Extract the listing in its entirety, keeping each line identical to the original.

## begin DATA ENTRIES

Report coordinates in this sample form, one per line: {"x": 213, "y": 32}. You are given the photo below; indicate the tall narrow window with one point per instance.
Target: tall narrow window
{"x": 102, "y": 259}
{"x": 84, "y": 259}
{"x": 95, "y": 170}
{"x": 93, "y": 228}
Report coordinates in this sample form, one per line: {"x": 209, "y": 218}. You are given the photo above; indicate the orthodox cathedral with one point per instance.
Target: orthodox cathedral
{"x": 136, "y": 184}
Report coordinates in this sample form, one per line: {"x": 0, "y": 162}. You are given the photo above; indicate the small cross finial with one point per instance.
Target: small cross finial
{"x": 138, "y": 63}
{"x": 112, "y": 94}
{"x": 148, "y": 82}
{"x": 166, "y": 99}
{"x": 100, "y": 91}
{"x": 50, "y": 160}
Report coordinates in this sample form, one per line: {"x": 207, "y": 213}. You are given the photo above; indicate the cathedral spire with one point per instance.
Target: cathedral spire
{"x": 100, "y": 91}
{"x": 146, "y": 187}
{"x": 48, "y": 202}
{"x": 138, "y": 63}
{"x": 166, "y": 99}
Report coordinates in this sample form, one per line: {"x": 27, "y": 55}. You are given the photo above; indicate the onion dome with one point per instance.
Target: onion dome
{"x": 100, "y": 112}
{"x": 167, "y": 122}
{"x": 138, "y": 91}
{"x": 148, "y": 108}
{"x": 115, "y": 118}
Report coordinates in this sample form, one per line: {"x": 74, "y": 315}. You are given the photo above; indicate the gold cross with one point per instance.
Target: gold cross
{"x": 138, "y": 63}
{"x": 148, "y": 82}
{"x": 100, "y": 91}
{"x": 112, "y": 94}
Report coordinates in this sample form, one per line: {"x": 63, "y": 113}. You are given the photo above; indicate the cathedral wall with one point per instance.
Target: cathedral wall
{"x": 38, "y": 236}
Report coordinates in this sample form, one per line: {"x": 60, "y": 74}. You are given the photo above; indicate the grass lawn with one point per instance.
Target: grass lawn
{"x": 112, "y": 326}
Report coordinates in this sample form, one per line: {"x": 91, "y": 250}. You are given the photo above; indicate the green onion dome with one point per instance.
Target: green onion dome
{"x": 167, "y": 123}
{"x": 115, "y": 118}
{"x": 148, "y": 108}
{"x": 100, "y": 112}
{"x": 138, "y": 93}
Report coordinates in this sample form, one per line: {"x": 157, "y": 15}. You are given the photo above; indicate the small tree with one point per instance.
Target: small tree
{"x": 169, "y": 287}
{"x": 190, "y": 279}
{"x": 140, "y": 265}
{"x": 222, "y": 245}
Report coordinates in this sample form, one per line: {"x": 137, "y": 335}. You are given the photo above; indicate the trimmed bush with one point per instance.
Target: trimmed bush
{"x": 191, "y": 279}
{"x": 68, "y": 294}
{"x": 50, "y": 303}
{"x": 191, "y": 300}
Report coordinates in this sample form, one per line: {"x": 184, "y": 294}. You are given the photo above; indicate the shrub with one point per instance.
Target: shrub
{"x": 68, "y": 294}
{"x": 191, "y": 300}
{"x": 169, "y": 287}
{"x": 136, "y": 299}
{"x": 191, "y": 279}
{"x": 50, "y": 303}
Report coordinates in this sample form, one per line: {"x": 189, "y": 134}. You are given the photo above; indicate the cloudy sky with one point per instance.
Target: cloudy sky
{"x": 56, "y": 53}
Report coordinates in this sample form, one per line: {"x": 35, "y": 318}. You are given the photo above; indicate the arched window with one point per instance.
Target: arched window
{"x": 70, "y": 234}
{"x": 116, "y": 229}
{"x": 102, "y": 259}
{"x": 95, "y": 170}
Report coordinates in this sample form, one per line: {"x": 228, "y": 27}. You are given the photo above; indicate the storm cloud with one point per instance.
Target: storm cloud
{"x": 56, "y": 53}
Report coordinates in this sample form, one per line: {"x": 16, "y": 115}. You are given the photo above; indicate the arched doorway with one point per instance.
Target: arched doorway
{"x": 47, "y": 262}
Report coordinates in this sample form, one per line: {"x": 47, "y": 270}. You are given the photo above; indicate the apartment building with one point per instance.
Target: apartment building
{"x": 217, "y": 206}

## end DATA ENTRIES

- FULL ANSWER -
Report coordinates in this sample form, one per line: {"x": 213, "y": 32}. You are given the photo below; indicate the tall narrow window with one point per instance.
Target: tall narrow window
{"x": 102, "y": 259}
{"x": 84, "y": 259}
{"x": 95, "y": 170}
{"x": 93, "y": 228}
Report coordinates in this sample form, one per line: {"x": 209, "y": 218}. You are given the photo above; indicate the orthodox cathedral with one point per instance.
Target: orthodox cathedral
{"x": 136, "y": 184}
Report coordinates in this sample form, one per line: {"x": 0, "y": 162}. You are given the photo above; indicate the small cross finial with one point per instance.
Target: small cross finial
{"x": 138, "y": 63}
{"x": 112, "y": 94}
{"x": 148, "y": 82}
{"x": 166, "y": 99}
{"x": 100, "y": 91}
{"x": 50, "y": 160}
Report coordinates in this sample form, one per line: {"x": 207, "y": 213}. You are given the photo above; indicate the cathedral spire with one point per instance.
Target: cathedral spire
{"x": 100, "y": 91}
{"x": 146, "y": 187}
{"x": 48, "y": 202}
{"x": 138, "y": 63}
{"x": 166, "y": 99}
Report coordinates in this sample form, one per line: {"x": 27, "y": 55}. You are given the photo above; indicate the onion dome with one point per instance.
Target: onion dome
{"x": 100, "y": 112}
{"x": 167, "y": 122}
{"x": 138, "y": 91}
{"x": 148, "y": 108}
{"x": 115, "y": 118}
Report coordinates in this sample form, one per line: {"x": 74, "y": 315}. You are given the photo above; indicate the gold cross with one point per instance.
Target: gold cross
{"x": 138, "y": 63}
{"x": 148, "y": 82}
{"x": 100, "y": 91}
{"x": 112, "y": 94}
Report coordinates in this sample form, one per line: {"x": 63, "y": 113}. You are given the photo above; indicate the cathedral wall with one point per instance.
Target: cathedral wall
{"x": 38, "y": 236}
Report coordinates in this sample form, one per line: {"x": 60, "y": 74}. You are given the photo above; indicate the grass lawn with one point per instance.
Target: grass lawn
{"x": 112, "y": 326}
Report coordinates in this sample form, one per line: {"x": 91, "y": 250}. You are given the photo above; indicate the green onion dome with one point per instance.
Target: green onion dome
{"x": 167, "y": 123}
{"x": 115, "y": 118}
{"x": 148, "y": 108}
{"x": 100, "y": 112}
{"x": 138, "y": 93}
Report coordinates in this sample form, one per line: {"x": 157, "y": 15}. You are given the photo above; indicate the small tree with one point per instance.
Target: small tree
{"x": 169, "y": 287}
{"x": 190, "y": 279}
{"x": 140, "y": 265}
{"x": 222, "y": 245}
Report coordinates in this sample form, one per line: {"x": 137, "y": 335}. You are given the photo above; indicate the trimmed bush with one point per instance.
Target: trimmed bush
{"x": 191, "y": 279}
{"x": 68, "y": 294}
{"x": 50, "y": 303}
{"x": 191, "y": 300}
Report coordinates in this sample form, one per line: {"x": 184, "y": 294}. You are given the photo above; indicate the shrub with one point per instance.
Target: shrub
{"x": 68, "y": 294}
{"x": 191, "y": 300}
{"x": 169, "y": 287}
{"x": 136, "y": 299}
{"x": 191, "y": 279}
{"x": 50, "y": 303}
Report coordinates in this sample form, one per line: {"x": 189, "y": 134}. You are given the photo above; indicate the cloudy sky with one point per instance.
Target: cloudy sky
{"x": 56, "y": 53}
Report coordinates in this sample form, one per line: {"x": 35, "y": 318}. You are given the photo above; indicate the arched window with one point per instance.
Target: arched window
{"x": 70, "y": 234}
{"x": 116, "y": 229}
{"x": 102, "y": 259}
{"x": 95, "y": 170}
Report coordinates in this sample form, one per line: {"x": 228, "y": 27}. You are given the photo above; indicate the storm cloud with one point per instance.
Target: storm cloud
{"x": 56, "y": 53}
Report coordinates in this sample form, one per line: {"x": 16, "y": 115}. You are given the photo above; indicate the arched doorway with one point per instance.
Target: arched doorway
{"x": 47, "y": 262}
Report coordinates in this sample form, one per line: {"x": 47, "y": 270}. You are given the photo above; indicate the apartment building with one point per instance.
Target: apartment building
{"x": 217, "y": 206}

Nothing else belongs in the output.